**THE PROBLEM:**
Update the data from the start through the line containing "[[1184, 594]]" by replacing "Query" with "Label" and keeping everything else unchanged. Leave the pictures out of your answer.

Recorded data
╭──

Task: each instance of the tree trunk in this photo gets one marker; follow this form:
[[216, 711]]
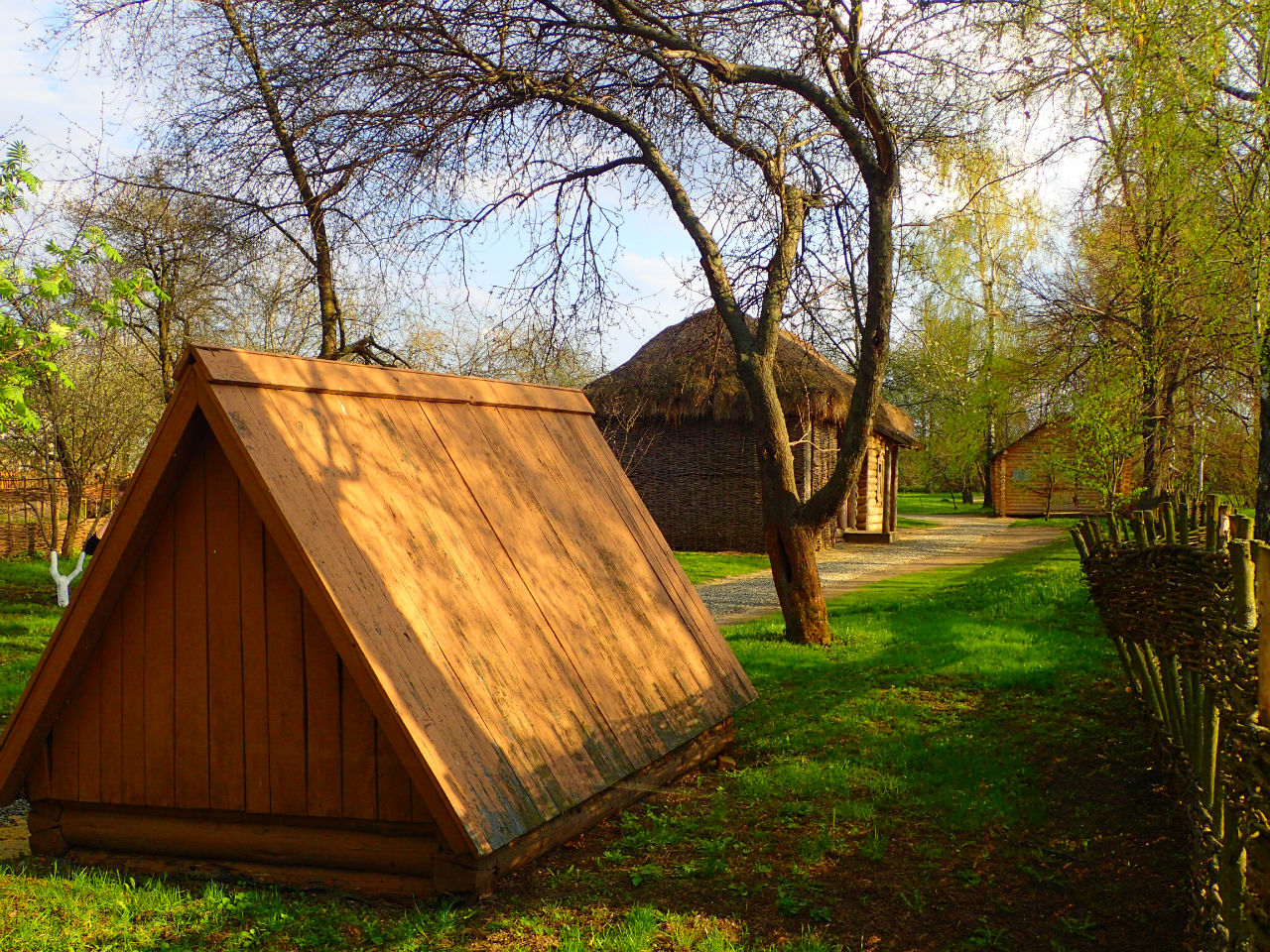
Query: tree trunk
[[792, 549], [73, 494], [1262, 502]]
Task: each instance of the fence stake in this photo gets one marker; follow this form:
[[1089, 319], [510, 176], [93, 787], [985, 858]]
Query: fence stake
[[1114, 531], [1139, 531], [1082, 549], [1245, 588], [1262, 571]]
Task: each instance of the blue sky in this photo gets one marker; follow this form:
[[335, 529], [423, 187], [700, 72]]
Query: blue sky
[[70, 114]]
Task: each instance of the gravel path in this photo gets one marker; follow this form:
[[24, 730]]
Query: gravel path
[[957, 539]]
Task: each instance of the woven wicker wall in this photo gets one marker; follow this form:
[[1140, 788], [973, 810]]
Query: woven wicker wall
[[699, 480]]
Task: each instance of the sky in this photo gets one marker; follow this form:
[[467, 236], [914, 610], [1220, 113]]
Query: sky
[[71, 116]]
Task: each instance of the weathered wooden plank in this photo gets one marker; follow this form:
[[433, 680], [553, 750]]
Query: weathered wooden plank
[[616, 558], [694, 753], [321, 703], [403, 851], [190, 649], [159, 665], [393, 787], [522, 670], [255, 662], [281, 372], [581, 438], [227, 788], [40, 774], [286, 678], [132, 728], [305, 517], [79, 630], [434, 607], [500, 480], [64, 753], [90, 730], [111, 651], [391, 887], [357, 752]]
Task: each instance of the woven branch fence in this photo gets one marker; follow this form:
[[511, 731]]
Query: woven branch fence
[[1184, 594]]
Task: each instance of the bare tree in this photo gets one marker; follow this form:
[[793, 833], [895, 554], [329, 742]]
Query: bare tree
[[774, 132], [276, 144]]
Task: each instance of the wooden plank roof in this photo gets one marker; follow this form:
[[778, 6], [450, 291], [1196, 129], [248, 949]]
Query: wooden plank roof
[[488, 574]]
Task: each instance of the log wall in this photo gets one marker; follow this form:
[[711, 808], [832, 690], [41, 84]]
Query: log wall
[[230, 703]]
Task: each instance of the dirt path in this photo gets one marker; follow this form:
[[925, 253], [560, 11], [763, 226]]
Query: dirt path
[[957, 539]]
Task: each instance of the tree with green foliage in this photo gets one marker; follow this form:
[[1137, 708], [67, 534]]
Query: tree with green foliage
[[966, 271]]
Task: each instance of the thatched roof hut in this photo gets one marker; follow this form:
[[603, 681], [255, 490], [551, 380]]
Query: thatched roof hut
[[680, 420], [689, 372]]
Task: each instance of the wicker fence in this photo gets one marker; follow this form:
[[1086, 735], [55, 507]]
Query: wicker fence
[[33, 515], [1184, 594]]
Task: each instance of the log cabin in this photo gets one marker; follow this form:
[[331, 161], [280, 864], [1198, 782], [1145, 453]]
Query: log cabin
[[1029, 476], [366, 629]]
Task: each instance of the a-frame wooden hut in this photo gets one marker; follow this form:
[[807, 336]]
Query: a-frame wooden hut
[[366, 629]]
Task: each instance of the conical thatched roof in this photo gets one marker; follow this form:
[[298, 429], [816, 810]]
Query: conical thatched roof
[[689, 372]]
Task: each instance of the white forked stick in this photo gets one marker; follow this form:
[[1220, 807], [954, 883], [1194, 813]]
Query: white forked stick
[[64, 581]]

╰──

**SOLUTION TO THE PROBLEM:**
Task: each instance of the tree trunk in this photo gets one marker; follow this form:
[[216, 711]]
Label: tree trunk
[[792, 549], [73, 494], [1262, 502]]
Task: each instance of the fence stake in this photo gets one marker; follow this form:
[[1089, 319], [510, 176], [93, 787], [985, 858]]
Label: fence stake
[[1114, 531], [1139, 531], [1082, 549], [1245, 588], [1262, 571]]
Task: each instance of the blue sky in this photo gets one marker; follow this form:
[[335, 529], [423, 187], [700, 72]]
Label: blue sky
[[70, 114]]
Task: each instance of the gravel path in this photo gets one marker; follow this form:
[[24, 730]]
Label: gravel path
[[957, 539]]
Task: each instance of the woven wicker wall in this photo gets one marker; follow this form:
[[1140, 788], [973, 810]]
Label: woven wicker wall
[[699, 480]]
Task: each instance of the sky in this photo gets one marker; follow this form:
[[467, 236], [914, 610], [1220, 113]]
Label: sky
[[71, 116]]
Task: each instance of the weathered wooden plank in this photo gets one marker; follow this form:
[[433, 680], [553, 750]]
Label: weathered wooden plank
[[616, 558], [694, 753], [321, 703], [403, 851], [190, 649], [159, 665], [393, 787], [522, 670], [255, 662], [281, 372], [581, 438], [227, 788], [40, 774], [286, 678], [132, 728], [305, 517], [79, 630], [434, 607], [500, 480], [64, 753], [90, 730], [111, 651], [391, 887], [357, 752]]
Task: each instance of the woven branch fence in this photo gets one marker; follow this form:
[[511, 731]]
Label: woven branch fence
[[1184, 594]]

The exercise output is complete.